■ **Task goal**:
Pull out every line of the items below that contains the word "vegetation", matching its case exactly.

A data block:
****************************************

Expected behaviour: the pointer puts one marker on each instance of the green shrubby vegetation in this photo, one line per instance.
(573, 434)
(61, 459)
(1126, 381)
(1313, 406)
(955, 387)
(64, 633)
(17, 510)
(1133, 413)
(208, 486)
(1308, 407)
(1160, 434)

****************************************

■ **Answer for the task**:
Expected behaviour: the pointer puts one marker on each instance of the green shrubby vegetation in this photo, one line per instance.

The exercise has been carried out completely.